::: RECORDS SUPPLIED :::

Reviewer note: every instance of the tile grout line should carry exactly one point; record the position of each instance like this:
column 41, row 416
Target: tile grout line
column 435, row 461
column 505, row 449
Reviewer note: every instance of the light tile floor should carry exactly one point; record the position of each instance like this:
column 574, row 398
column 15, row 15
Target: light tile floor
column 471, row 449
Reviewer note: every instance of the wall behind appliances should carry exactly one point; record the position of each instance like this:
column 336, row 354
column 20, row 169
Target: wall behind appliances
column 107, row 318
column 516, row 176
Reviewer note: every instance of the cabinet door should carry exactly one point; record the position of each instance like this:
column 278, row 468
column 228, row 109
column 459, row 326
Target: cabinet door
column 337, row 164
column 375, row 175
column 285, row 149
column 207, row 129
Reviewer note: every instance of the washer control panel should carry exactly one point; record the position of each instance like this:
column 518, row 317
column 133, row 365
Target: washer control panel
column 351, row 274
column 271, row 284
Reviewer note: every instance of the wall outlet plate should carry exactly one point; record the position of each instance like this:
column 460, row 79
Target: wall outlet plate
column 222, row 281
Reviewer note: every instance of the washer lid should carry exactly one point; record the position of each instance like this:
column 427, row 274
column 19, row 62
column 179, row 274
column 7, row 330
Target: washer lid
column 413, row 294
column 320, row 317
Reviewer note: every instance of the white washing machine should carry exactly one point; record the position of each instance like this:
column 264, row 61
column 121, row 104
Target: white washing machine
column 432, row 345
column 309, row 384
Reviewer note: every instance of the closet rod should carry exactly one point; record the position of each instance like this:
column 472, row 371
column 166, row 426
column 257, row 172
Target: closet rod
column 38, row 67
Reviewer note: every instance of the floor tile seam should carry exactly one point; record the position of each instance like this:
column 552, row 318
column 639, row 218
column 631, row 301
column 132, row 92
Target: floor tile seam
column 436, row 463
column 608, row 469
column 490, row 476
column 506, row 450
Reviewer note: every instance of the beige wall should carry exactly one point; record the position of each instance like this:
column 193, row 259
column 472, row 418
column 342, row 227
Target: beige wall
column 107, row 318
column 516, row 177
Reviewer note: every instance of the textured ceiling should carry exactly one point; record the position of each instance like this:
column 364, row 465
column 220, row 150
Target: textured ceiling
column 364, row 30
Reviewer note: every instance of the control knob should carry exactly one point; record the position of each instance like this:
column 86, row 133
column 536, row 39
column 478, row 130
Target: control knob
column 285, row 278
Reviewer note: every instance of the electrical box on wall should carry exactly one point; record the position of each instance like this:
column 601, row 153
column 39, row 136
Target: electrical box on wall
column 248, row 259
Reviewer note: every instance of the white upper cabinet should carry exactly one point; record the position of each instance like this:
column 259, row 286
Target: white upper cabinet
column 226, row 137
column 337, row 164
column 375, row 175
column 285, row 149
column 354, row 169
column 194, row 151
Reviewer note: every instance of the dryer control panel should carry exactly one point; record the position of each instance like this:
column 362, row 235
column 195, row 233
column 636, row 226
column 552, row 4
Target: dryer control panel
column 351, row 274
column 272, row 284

:::

* _TASK TO COMPLETE_: Starting with the line that contains "Reviewer note: every instance of the washer control" and ending with the line that contains "column 271, row 284", rewrite those lines from the rows above as a numbered list, leaving out any blank lines.

* _RESPONSE_:
1. Reviewer note: every instance of the washer control panel should carry exactly one point; record the position of each instance like this:
2. column 518, row 317
3. column 133, row 365
4. Target: washer control panel
5. column 351, row 274
6. column 271, row 284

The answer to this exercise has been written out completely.